Goal of the exercise>
Can you copy, word for word, the lines of the material below that begin at the one containing "Look at the photo above. For each instance of the stone" and stop after the one containing "(1102, 638)"?

[Stored data entries]
<<<<

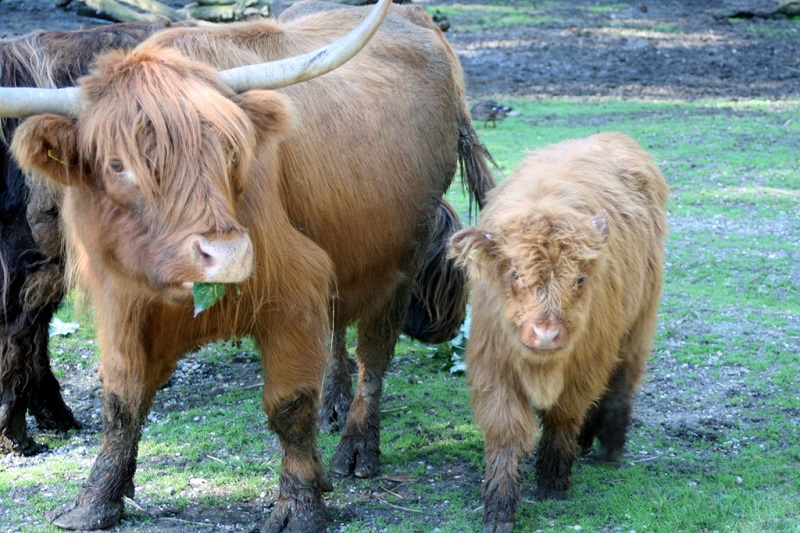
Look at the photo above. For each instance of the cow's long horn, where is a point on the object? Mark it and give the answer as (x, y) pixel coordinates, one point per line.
(284, 72)
(21, 102)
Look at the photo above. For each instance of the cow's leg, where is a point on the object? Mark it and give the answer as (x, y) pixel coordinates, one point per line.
(591, 424)
(47, 404)
(358, 452)
(13, 426)
(556, 454)
(337, 392)
(99, 505)
(130, 379)
(17, 379)
(293, 365)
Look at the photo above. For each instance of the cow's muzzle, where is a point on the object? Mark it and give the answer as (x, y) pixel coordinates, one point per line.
(222, 258)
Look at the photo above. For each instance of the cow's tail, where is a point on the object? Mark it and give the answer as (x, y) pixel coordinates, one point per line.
(473, 162)
(439, 299)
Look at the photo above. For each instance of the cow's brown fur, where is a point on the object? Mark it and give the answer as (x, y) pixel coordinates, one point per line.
(31, 255)
(334, 181)
(569, 247)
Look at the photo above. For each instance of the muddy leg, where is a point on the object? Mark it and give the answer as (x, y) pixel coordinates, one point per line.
(501, 489)
(615, 416)
(358, 452)
(13, 426)
(556, 454)
(99, 504)
(302, 481)
(337, 392)
(48, 406)
(589, 430)
(293, 364)
(509, 430)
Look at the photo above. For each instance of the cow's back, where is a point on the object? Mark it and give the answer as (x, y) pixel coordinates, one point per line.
(377, 135)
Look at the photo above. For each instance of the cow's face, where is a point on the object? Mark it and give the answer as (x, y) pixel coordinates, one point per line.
(543, 266)
(156, 165)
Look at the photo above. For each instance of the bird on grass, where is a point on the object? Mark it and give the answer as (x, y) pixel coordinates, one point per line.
(489, 110)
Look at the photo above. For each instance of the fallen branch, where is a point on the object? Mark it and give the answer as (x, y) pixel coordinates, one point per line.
(790, 9)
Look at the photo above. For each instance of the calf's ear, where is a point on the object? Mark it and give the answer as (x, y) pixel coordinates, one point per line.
(271, 113)
(475, 250)
(47, 145)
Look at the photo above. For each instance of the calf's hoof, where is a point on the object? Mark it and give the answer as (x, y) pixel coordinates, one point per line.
(293, 517)
(94, 515)
(550, 493)
(357, 457)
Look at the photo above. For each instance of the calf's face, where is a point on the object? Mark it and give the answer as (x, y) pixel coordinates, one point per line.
(542, 269)
(157, 164)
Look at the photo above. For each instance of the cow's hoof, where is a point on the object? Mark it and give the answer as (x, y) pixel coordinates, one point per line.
(498, 527)
(95, 515)
(333, 414)
(358, 458)
(289, 517)
(56, 420)
(23, 445)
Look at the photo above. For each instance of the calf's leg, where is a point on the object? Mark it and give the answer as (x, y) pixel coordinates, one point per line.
(556, 454)
(509, 428)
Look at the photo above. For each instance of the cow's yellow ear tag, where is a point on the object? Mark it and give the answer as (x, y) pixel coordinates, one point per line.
(55, 155)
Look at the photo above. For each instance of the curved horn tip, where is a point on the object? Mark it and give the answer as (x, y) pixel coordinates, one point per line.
(277, 74)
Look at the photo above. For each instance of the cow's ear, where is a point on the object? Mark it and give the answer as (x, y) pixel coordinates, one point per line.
(475, 250)
(272, 113)
(47, 145)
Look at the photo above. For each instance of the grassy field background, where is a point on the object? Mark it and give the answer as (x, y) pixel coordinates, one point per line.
(715, 444)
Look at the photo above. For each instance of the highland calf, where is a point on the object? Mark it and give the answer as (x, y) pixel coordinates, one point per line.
(565, 269)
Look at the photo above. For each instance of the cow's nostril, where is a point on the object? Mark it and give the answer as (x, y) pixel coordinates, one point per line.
(204, 257)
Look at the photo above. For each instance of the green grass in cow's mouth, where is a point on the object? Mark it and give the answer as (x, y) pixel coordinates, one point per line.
(206, 295)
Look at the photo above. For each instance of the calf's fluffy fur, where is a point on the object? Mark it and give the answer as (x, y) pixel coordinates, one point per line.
(565, 267)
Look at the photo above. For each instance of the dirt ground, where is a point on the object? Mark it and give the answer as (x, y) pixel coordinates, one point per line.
(697, 55)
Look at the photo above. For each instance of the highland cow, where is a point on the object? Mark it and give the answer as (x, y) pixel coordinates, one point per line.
(199, 158)
(31, 251)
(565, 268)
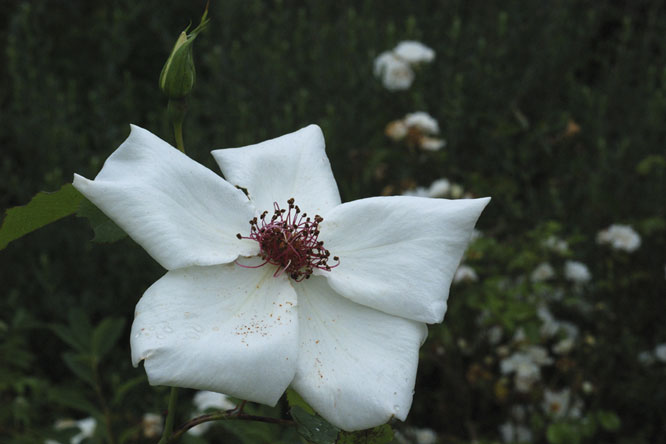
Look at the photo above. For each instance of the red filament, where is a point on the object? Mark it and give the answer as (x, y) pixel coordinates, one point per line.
(289, 239)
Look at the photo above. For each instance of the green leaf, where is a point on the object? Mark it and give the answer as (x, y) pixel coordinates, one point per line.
(80, 364)
(562, 433)
(80, 327)
(64, 333)
(106, 230)
(294, 399)
(72, 398)
(106, 335)
(125, 388)
(42, 209)
(608, 420)
(379, 435)
(313, 428)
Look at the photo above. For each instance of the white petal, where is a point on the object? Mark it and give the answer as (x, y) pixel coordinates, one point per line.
(356, 366)
(399, 254)
(178, 210)
(222, 328)
(294, 165)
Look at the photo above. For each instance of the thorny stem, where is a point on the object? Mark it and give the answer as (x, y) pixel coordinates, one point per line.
(228, 414)
(168, 423)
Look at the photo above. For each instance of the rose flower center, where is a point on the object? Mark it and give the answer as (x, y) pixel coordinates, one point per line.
(289, 239)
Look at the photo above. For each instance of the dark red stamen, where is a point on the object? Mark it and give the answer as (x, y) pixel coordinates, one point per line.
(289, 240)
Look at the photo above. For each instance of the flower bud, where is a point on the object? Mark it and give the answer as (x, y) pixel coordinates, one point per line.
(178, 75)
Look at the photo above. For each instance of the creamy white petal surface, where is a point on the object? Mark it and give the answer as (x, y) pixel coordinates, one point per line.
(399, 254)
(181, 212)
(356, 365)
(294, 165)
(222, 328)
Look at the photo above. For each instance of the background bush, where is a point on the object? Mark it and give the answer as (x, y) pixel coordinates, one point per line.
(555, 109)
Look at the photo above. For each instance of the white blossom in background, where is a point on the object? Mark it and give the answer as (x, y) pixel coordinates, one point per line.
(556, 244)
(577, 272)
(417, 129)
(440, 188)
(542, 272)
(394, 67)
(152, 425)
(515, 433)
(86, 428)
(620, 237)
(660, 352)
(465, 273)
(204, 400)
(556, 404)
(414, 52)
(241, 311)
(395, 73)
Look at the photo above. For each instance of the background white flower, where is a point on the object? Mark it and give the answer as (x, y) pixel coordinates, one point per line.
(224, 319)
(620, 237)
(542, 272)
(577, 272)
(396, 74)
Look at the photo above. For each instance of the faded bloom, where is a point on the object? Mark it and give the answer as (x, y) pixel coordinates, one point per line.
(564, 346)
(396, 74)
(660, 352)
(414, 52)
(152, 425)
(556, 244)
(620, 237)
(272, 282)
(465, 273)
(417, 130)
(526, 371)
(515, 433)
(86, 428)
(577, 272)
(395, 67)
(542, 272)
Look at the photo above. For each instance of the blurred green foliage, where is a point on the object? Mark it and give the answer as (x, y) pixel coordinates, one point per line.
(555, 109)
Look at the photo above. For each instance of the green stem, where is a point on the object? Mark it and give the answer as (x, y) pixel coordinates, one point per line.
(229, 414)
(176, 110)
(171, 413)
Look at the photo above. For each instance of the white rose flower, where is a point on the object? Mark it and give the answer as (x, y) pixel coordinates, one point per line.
(513, 433)
(414, 52)
(86, 428)
(577, 272)
(396, 74)
(620, 237)
(556, 404)
(152, 425)
(440, 188)
(660, 352)
(334, 304)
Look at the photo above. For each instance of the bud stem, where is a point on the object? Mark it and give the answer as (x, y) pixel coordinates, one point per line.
(168, 423)
(176, 111)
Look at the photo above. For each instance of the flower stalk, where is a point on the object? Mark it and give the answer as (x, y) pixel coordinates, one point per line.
(171, 413)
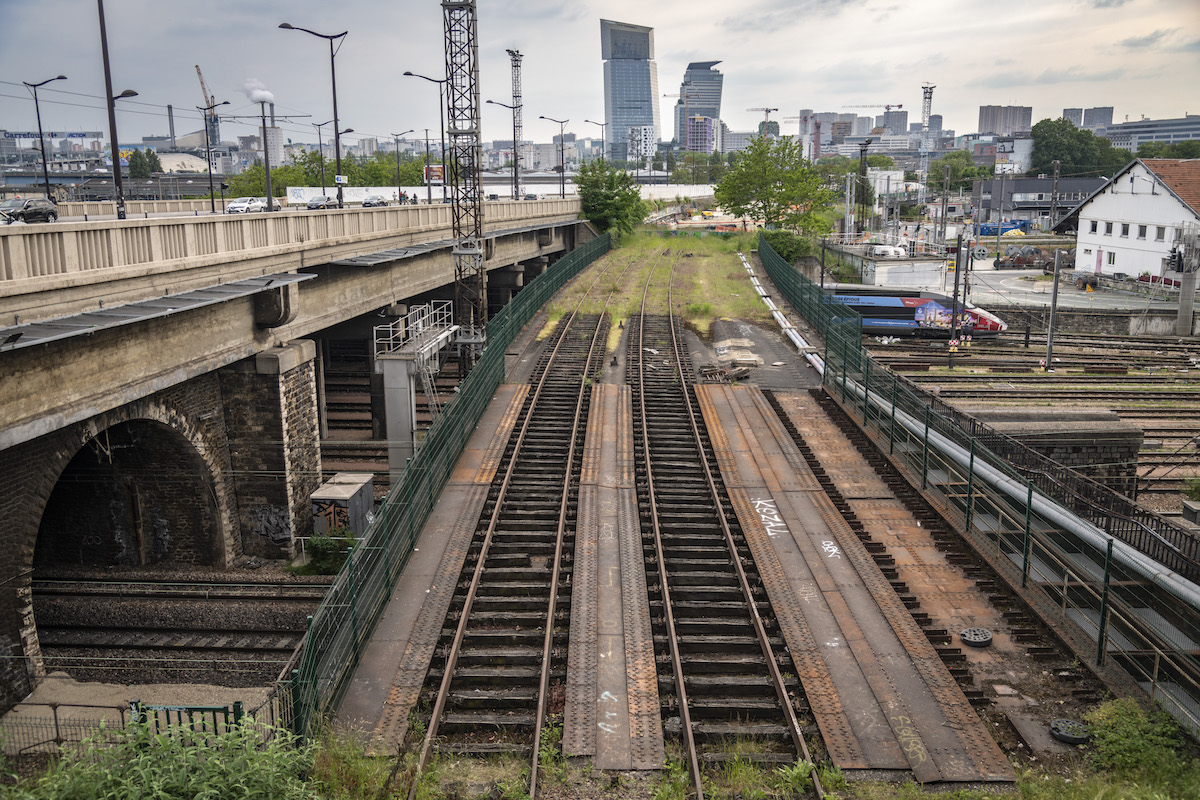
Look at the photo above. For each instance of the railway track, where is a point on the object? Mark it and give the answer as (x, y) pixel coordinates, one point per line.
(179, 590)
(129, 638)
(503, 643)
(721, 657)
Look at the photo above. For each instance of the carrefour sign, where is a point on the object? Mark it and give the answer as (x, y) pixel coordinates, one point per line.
(53, 134)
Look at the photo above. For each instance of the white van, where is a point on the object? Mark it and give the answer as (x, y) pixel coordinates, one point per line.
(886, 251)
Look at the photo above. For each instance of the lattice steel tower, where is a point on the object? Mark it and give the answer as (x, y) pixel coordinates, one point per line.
(515, 55)
(927, 107)
(466, 151)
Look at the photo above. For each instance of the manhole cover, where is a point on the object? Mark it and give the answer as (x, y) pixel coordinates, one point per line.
(1071, 732)
(976, 637)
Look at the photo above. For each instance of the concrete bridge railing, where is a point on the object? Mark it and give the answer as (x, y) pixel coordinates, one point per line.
(48, 270)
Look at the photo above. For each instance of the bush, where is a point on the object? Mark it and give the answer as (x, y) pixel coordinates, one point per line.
(789, 246)
(138, 762)
(327, 552)
(1128, 740)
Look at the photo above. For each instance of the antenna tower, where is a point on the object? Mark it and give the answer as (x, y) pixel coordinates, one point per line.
(515, 55)
(461, 25)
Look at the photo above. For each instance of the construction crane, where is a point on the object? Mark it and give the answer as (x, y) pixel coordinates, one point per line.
(211, 121)
(766, 118)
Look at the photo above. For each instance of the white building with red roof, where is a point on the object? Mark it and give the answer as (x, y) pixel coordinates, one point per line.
(1134, 222)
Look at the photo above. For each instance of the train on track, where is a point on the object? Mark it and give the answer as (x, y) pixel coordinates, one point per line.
(913, 312)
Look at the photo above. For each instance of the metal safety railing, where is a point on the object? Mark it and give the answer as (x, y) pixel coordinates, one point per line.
(341, 627)
(1092, 577)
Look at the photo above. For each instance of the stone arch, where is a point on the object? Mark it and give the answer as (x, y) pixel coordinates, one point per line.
(137, 493)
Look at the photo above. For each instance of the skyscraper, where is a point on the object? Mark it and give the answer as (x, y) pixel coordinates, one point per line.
(702, 84)
(630, 82)
(1006, 120)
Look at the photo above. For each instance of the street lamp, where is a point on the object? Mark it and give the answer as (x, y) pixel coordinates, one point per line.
(112, 113)
(516, 152)
(862, 181)
(396, 137)
(333, 72)
(442, 122)
(562, 154)
(41, 138)
(208, 149)
(321, 152)
(604, 127)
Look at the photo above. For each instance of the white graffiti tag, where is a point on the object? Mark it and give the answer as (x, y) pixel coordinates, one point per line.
(768, 512)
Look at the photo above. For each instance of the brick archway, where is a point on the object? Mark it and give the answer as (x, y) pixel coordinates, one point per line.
(136, 494)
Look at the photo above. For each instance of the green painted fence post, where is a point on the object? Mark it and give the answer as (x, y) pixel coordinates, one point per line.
(924, 453)
(966, 528)
(892, 428)
(354, 605)
(1027, 543)
(1102, 638)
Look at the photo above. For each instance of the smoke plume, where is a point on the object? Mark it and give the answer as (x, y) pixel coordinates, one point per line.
(256, 91)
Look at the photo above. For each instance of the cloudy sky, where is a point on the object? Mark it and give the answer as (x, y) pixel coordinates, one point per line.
(1140, 56)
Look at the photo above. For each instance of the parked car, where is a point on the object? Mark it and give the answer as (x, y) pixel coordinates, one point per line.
(246, 204)
(31, 209)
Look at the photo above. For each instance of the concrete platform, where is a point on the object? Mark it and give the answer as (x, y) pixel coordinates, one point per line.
(612, 709)
(388, 681)
(879, 691)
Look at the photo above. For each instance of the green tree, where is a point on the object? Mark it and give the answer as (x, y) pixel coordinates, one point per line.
(138, 164)
(610, 198)
(773, 182)
(1079, 151)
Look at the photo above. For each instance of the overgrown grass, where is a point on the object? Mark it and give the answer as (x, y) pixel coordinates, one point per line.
(709, 283)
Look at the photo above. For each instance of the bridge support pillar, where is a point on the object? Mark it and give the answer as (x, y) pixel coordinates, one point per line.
(271, 400)
(400, 410)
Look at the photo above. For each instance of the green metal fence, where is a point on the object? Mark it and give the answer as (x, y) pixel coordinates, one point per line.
(340, 629)
(1102, 594)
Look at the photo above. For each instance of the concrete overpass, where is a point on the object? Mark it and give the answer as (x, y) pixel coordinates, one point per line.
(163, 388)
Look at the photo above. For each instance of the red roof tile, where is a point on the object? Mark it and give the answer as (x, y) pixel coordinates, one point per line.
(1182, 175)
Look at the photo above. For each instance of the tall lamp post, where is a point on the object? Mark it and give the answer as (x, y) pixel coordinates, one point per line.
(604, 131)
(442, 122)
(208, 149)
(321, 152)
(562, 154)
(396, 137)
(862, 178)
(112, 113)
(516, 152)
(41, 137)
(333, 72)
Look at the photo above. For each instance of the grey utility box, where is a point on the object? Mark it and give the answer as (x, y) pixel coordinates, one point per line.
(346, 500)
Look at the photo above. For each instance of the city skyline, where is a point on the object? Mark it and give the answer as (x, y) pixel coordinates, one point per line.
(1128, 54)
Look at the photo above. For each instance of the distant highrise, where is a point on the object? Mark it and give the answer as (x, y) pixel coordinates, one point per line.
(630, 82)
(1098, 118)
(897, 121)
(702, 84)
(1006, 120)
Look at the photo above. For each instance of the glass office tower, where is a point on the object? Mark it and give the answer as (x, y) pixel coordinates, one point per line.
(630, 83)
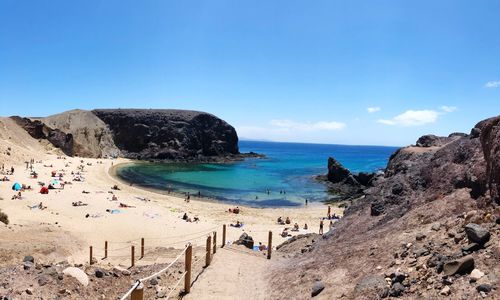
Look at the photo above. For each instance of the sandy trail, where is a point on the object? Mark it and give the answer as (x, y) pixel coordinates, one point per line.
(233, 274)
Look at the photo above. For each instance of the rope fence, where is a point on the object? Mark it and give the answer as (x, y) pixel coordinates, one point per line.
(136, 292)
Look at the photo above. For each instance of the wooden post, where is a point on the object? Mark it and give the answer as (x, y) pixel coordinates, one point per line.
(223, 235)
(215, 242)
(187, 278)
(207, 257)
(270, 245)
(132, 254)
(142, 247)
(138, 293)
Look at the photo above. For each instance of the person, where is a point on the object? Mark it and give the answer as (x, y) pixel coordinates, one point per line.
(262, 247)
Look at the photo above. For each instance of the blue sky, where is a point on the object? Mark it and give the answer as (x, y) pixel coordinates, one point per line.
(349, 72)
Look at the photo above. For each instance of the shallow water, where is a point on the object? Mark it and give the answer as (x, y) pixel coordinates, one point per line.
(287, 172)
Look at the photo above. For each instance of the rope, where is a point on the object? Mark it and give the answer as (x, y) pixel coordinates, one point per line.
(175, 286)
(136, 284)
(166, 268)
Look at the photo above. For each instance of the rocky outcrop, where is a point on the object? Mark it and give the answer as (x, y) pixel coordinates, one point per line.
(39, 130)
(341, 181)
(169, 134)
(138, 134)
(92, 138)
(490, 140)
(431, 218)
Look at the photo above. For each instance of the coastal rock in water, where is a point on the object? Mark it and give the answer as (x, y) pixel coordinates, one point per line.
(169, 134)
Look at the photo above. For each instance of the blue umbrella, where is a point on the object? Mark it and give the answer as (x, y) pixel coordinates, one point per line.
(16, 187)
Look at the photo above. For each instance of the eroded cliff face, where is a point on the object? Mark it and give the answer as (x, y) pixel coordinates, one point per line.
(424, 215)
(39, 130)
(169, 134)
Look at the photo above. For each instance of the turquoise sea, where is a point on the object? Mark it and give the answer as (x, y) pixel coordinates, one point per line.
(287, 173)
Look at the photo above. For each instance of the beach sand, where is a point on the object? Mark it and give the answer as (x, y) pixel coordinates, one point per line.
(158, 221)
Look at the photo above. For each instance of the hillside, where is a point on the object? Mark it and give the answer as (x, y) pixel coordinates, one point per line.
(435, 208)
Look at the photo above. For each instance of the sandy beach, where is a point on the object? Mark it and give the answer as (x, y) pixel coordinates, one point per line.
(153, 216)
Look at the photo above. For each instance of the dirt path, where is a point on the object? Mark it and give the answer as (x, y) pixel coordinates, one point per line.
(233, 274)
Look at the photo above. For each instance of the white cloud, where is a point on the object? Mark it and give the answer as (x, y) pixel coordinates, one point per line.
(373, 109)
(446, 108)
(412, 118)
(492, 84)
(307, 126)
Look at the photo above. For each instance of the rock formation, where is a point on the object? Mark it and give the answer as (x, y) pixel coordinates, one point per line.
(137, 133)
(169, 134)
(429, 227)
(341, 181)
(39, 130)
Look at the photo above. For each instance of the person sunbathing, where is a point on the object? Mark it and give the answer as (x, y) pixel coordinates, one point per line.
(237, 225)
(262, 247)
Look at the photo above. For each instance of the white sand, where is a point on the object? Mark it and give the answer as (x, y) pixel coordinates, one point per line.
(158, 221)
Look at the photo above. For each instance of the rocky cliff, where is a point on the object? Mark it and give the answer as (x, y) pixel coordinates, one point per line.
(137, 133)
(39, 130)
(427, 229)
(169, 134)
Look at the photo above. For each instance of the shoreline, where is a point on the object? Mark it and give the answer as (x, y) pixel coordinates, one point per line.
(112, 172)
(158, 219)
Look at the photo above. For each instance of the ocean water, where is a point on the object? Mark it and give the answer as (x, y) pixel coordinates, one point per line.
(287, 172)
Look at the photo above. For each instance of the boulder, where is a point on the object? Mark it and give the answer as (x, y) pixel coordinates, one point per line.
(475, 275)
(477, 234)
(462, 265)
(99, 273)
(78, 274)
(396, 290)
(29, 258)
(245, 240)
(317, 288)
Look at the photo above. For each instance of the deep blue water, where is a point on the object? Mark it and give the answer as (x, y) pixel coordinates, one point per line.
(288, 167)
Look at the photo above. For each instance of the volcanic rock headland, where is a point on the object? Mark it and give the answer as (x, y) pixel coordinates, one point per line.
(427, 228)
(137, 134)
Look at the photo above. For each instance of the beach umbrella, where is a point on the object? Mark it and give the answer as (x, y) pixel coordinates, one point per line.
(16, 187)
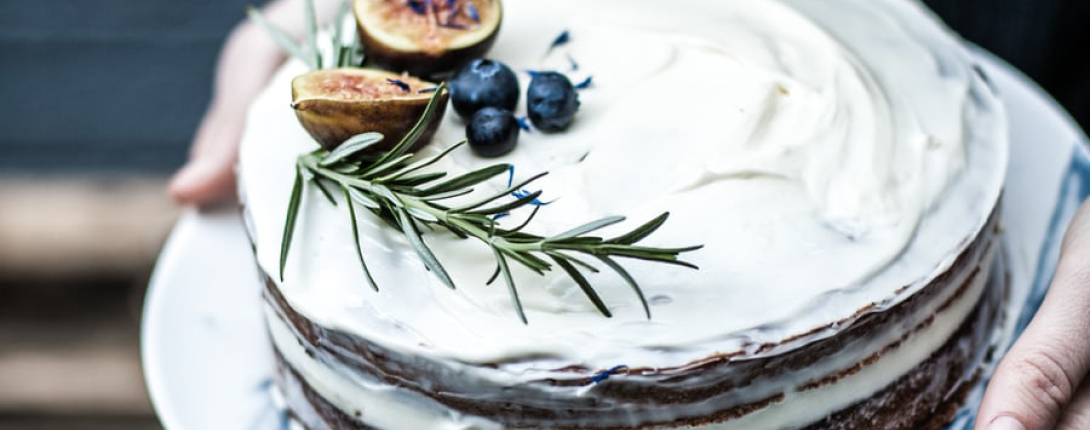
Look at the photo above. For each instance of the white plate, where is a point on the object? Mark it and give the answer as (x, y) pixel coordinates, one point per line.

>>>>

Right answer>
Look at the photo above. For each instance of the stone arch, where is a point on the object? Mark it and give the answer as (x, y) pixel coordinates, one point per line.
(137, 493)
Look at the photo above. For each instance of the skyscraper, where is a point on the object? Mark it and give the answer as (x, y) pixel coordinates, one point per line.
(702, 84)
(630, 82)
(1006, 120)
Look at the photo above. For each instance of the street lamp, where is a point on the object? Mark it and give the answer as (x, y) pixel coordinates, one point per line.
(112, 113)
(516, 152)
(862, 181)
(396, 137)
(333, 72)
(442, 122)
(562, 154)
(41, 138)
(208, 149)
(321, 152)
(604, 127)
Look at the photo above. For each instance of the white graffiti tag, where is a point on the object? Mark it and give the answer as (x, y) pixel coordinates, one point per line.
(768, 512)
Look at the photo above. For each instance of the brick archway, where is a point on the object? Mark it and give the answer as (x, y) pixel coordinates, one point per line.
(136, 494)
Look at the photo above. For each instance of the green painted fence post, where is a point on the object? Mark it and give the answer as (x, y) pixel coordinates, one point per line.
(924, 453)
(966, 528)
(892, 428)
(354, 605)
(1027, 543)
(1102, 638)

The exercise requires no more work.